Render every line of the data below as a JSON list of strings, one string per line, leaving out blank lines.

[start STORED DATA]

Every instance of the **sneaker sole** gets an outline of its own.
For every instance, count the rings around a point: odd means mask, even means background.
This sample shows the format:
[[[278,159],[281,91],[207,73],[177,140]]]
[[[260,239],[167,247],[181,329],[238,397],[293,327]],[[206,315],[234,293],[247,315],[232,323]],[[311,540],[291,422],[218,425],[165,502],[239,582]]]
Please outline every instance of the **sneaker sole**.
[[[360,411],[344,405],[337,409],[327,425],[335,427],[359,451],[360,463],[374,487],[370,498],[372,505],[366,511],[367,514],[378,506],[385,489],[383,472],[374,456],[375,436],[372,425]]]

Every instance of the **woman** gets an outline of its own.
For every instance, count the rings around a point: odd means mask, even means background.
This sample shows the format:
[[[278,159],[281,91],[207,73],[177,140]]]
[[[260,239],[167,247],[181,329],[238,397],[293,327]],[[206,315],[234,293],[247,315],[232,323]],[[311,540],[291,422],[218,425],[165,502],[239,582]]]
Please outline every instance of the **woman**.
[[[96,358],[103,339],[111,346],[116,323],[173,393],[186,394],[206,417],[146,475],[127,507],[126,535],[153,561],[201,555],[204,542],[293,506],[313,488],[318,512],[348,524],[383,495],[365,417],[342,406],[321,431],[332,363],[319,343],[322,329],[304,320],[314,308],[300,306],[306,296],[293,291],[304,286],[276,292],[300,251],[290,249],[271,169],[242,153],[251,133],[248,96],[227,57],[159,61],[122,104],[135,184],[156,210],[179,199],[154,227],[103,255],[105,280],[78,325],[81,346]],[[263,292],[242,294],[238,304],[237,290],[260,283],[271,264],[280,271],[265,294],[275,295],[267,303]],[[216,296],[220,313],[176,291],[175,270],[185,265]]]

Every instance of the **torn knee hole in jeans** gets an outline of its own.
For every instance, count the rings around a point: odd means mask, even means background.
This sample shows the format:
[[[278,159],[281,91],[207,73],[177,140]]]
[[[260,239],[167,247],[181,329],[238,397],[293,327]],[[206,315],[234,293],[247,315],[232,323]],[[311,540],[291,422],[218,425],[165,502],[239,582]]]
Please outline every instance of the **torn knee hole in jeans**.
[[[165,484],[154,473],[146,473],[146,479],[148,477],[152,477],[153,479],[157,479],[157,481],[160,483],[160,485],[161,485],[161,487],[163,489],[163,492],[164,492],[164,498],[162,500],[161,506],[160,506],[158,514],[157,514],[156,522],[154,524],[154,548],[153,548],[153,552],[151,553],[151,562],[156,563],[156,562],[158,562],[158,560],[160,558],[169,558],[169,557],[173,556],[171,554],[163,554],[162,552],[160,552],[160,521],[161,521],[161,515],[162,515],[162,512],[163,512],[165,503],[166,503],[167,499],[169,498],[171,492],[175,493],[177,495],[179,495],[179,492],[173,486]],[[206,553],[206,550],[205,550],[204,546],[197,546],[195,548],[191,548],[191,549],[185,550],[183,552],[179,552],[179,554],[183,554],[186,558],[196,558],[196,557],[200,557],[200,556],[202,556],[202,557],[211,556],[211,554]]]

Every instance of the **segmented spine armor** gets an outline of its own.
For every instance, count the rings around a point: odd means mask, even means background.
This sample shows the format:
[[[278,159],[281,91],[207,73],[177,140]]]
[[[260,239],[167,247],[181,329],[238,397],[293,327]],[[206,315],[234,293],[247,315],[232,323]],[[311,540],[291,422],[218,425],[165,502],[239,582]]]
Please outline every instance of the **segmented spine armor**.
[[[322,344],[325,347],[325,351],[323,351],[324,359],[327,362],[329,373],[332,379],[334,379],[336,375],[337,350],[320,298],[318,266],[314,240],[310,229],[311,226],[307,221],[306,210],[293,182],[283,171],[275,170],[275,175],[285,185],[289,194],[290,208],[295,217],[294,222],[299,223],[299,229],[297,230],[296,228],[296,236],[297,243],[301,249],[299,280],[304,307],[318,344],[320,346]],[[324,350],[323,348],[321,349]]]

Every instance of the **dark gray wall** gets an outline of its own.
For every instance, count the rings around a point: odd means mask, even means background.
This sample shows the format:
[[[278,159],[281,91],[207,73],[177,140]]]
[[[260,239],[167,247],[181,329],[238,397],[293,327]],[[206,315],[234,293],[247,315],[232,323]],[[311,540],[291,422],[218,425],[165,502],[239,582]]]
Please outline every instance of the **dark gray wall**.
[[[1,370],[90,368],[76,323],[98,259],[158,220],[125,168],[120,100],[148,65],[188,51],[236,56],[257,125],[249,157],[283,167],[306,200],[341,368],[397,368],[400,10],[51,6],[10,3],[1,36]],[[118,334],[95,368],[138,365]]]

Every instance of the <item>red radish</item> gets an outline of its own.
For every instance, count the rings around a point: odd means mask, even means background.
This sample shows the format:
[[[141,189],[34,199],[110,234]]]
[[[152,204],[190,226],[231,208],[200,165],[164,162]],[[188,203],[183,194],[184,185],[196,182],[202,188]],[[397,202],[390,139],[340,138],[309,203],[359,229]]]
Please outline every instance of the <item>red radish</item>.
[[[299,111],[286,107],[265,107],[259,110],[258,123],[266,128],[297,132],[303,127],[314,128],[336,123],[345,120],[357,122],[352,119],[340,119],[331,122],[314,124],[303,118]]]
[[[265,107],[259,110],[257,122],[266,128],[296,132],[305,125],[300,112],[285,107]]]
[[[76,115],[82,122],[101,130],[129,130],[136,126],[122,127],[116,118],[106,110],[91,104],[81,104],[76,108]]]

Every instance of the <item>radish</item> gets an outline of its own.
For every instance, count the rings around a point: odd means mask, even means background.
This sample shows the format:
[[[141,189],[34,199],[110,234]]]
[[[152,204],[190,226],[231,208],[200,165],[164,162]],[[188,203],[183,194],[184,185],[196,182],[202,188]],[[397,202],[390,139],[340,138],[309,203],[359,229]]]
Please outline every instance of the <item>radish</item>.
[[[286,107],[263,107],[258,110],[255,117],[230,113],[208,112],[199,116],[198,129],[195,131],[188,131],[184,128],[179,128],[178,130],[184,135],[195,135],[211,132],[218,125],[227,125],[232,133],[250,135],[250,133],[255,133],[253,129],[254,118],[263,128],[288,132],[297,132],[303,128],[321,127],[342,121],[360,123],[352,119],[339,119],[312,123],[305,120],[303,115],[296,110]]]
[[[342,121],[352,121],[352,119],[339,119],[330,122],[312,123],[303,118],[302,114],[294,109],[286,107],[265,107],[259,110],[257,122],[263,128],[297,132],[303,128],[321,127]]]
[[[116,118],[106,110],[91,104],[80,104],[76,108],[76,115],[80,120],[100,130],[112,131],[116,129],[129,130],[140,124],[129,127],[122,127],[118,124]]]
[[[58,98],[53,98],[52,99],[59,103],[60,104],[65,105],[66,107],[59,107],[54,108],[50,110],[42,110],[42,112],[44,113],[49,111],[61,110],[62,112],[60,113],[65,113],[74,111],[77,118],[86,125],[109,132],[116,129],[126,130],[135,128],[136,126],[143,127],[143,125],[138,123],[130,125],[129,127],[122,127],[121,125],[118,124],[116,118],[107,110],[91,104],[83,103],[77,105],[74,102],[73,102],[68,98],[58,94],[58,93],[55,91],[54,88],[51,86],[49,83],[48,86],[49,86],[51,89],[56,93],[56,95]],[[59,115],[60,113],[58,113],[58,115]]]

[end STORED DATA]

SOLUTION FOR THIS EXERCISE
[
  "Every instance of the **sneaker sole** gets an outline of its own.",
  "For every instance, count the rings around a point: odd means mask, even means background.",
  "This sample shows the format:",
  "[[[278,159],[281,91],[207,73],[177,140]]]",
  "[[[260,239],[167,247],[181,329],[238,397],[293,327]],[[206,315],[234,293],[247,315],[232,323]],[[311,540],[291,422],[218,425],[165,502],[239,582]]]",
  "Please outline every instance of the **sneaker sole**.",
  "[[[360,411],[344,405],[337,409],[327,425],[335,427],[359,451],[360,463],[374,487],[370,498],[372,505],[366,511],[367,514],[378,506],[385,489],[383,472],[374,456],[375,436],[372,425]]]",
  "Every instance of the **woman** gets an outline of its own.",
  "For every instance, count the rings around a point: odd means mask, even means background.",
  "This sample shows the format:",
  "[[[278,159],[281,91],[207,73],[177,140]]]",
  "[[[260,239],[167,247],[181,329],[238,397],[293,327]],[[206,315],[234,293],[247,315],[232,323]],[[311,540],[291,422],[218,425],[165,502],[239,582]]]",
  "Please outline every instance of the **woman**.",
  "[[[96,358],[103,339],[111,346],[116,323],[173,393],[186,394],[206,417],[146,475],[127,507],[126,535],[153,561],[201,555],[204,542],[293,506],[313,488],[318,512],[348,524],[383,495],[365,417],[342,406],[321,431],[332,363],[319,343],[322,329],[304,320],[314,308],[300,306],[306,296],[293,291],[304,286],[276,292],[300,251],[290,249],[271,169],[242,153],[251,133],[248,96],[227,57],[159,61],[122,104],[135,184],[156,210],[179,199],[154,227],[103,255],[105,280],[78,325],[81,346]],[[263,292],[242,294],[238,304],[237,290],[260,283],[271,264],[280,271],[265,294],[275,295],[267,303]],[[216,296],[220,313],[176,291],[175,270],[185,265]]]",
  "Every instance of the **torn knee hole in jeans** gets an outline of its own.",
  "For every instance, count the rings around a point: odd means mask, even means background.",
  "This sample shows the format:",
  "[[[278,159],[281,91],[207,73],[177,140]]]",
  "[[[260,239],[167,247],[181,329],[238,397],[293,327]],[[206,315],[234,293],[247,315],[232,323]],[[311,540],[291,422],[218,425],[165,502],[239,582]]]",
  "Please outline every instance of the **torn knee hole in jeans**.",
  "[[[165,484],[154,473],[146,473],[146,479],[148,477],[152,477],[153,479],[157,479],[157,481],[160,483],[160,485],[161,485],[161,487],[163,489],[163,492],[164,492],[164,498],[162,500],[161,506],[160,506],[158,514],[157,514],[156,522],[154,524],[154,548],[153,548],[153,552],[151,553],[151,562],[156,563],[156,562],[158,562],[158,560],[160,558],[169,558],[169,557],[173,556],[171,554],[163,554],[162,552],[160,552],[160,521],[161,521],[161,515],[162,515],[162,512],[163,512],[165,503],[166,503],[167,499],[169,498],[171,492],[175,493],[177,495],[179,495],[179,492],[173,486]],[[206,553],[206,550],[205,550],[204,546],[197,546],[195,548],[191,548],[191,549],[185,550],[183,552],[179,552],[179,554],[183,554],[186,558],[196,558],[196,557],[200,557],[200,556],[202,556],[202,557],[211,556],[211,554]]]",
  "Every instance of the **segmented spine armor** gets an outline of its own.",
  "For every instance, count the rings around a point: odd means mask, even means background.",
  "This sample shows the format:",
  "[[[278,159],[281,91],[207,73],[177,140]]]",
  "[[[260,239],[167,247],[181,329],[238,397],[293,327]],[[206,315],[234,293],[247,315],[232,323]],[[311,540],[291,422],[218,425],[165,502],[239,582]]]",
  "Please outline every instance of the **segmented spine armor**.",
  "[[[322,344],[325,347],[325,351],[323,351],[324,359],[327,362],[329,373],[332,379],[334,379],[336,375],[337,350],[320,298],[318,266],[314,240],[310,229],[311,226],[307,221],[306,210],[293,182],[283,171],[275,170],[275,175],[285,185],[289,194],[290,208],[295,217],[294,222],[299,223],[299,229],[297,230],[296,228],[296,236],[297,243],[301,249],[299,280],[304,307],[318,344],[320,346]],[[324,350],[323,348],[321,349]]]",
  "Every instance of the **dark gray wall** gets an outline of its own.",
  "For every instance, count the rings around a point: odd means mask, even means background.",
  "This sample shows the format:",
  "[[[278,159],[281,91],[207,73],[177,140]]]",
  "[[[260,239],[167,247],[181,329],[238,397],[293,327]],[[206,315],[234,293],[247,315],[232,323]],[[311,540],[291,422],[218,425],[165,502],[239,582]]]",
  "Please outline every instance of the **dark gray wall**.",
  "[[[1,370],[90,368],[76,323],[98,259],[158,220],[125,168],[120,100],[148,65],[188,51],[236,56],[257,125],[249,157],[283,167],[306,200],[341,368],[397,368],[400,10],[51,6],[10,3],[1,36]],[[118,334],[95,368],[138,365]]]",
  "Every instance of the <item>red radish</item> gets an outline of its own.",
  "For every instance, count the rings around a point: odd means mask, even means background.",
  "This sample shows the format:",
  "[[[141,189],[34,199],[110,234]]]",
  "[[[152,204],[190,226],[231,208],[200,165],[164,162]],[[188,203],[183,194],[184,185],[196,182],[202,188]],[[397,202],[390,139],[340,138],[309,203],[359,229]]]",
  "Please outline every instance of the <item>red radish</item>.",
  "[[[299,111],[286,107],[265,107],[259,110],[258,123],[266,128],[297,132],[303,127],[314,128],[336,123],[345,120],[357,122],[352,119],[340,119],[331,122],[314,124],[303,118]]]",
  "[[[265,107],[259,110],[257,122],[266,128],[296,132],[305,125],[300,112],[285,107]]]",
  "[[[76,115],[82,122],[101,130],[129,130],[136,126],[122,127],[116,118],[106,110],[91,104],[81,104],[76,108]]]",
  "Every instance of the <item>radish</item> gets an outline of its own.",
  "For every instance, count the rings around a point: odd means mask, even means background.",
  "This sample shows the format:",
  "[[[141,189],[34,199],[110,234]]]",
  "[[[152,204],[190,226],[231,208],[200,165],[164,162]],[[188,203],[183,194],[184,185],[196,182],[202,188]],[[397,202],[390,139],[340,138],[309,203],[359,229]]]",
  "Please outline every instance of the <item>radish</item>.",
  "[[[286,107],[263,107],[258,110],[255,117],[230,113],[208,112],[199,116],[198,129],[195,131],[188,131],[184,128],[179,128],[178,130],[184,135],[195,135],[211,132],[218,125],[227,125],[232,133],[250,135],[250,133],[255,133],[253,129],[254,118],[263,128],[288,132],[297,132],[303,128],[321,127],[342,121],[360,123],[352,119],[339,119],[312,123],[305,120],[303,115],[296,110]]]",
  "[[[342,121],[352,121],[352,119],[339,119],[330,122],[312,123],[303,118],[302,114],[294,109],[286,107],[265,107],[259,110],[257,122],[263,128],[297,132],[303,128],[321,127]]]",
  "[[[116,118],[106,110],[91,104],[80,104],[76,108],[76,115],[80,120],[100,130],[112,131],[116,129],[129,130],[140,124],[129,127],[122,127],[118,124]]]",
  "[[[58,98],[53,98],[52,99],[59,103],[60,104],[65,105],[66,107],[59,107],[54,108],[50,110],[42,110],[42,112],[44,113],[49,111],[61,110],[62,112],[60,113],[65,113],[74,111],[77,118],[86,125],[109,132],[116,129],[126,130],[135,128],[136,126],[143,127],[143,125],[138,123],[130,125],[129,127],[122,127],[121,125],[118,124],[116,118],[107,110],[91,104],[83,103],[77,105],[74,102],[73,102],[68,98],[58,94],[58,93],[55,91],[54,88],[51,86],[49,83],[48,86],[49,86],[51,89],[56,93],[56,95]],[[59,115],[60,113],[58,113],[58,115]]]"
]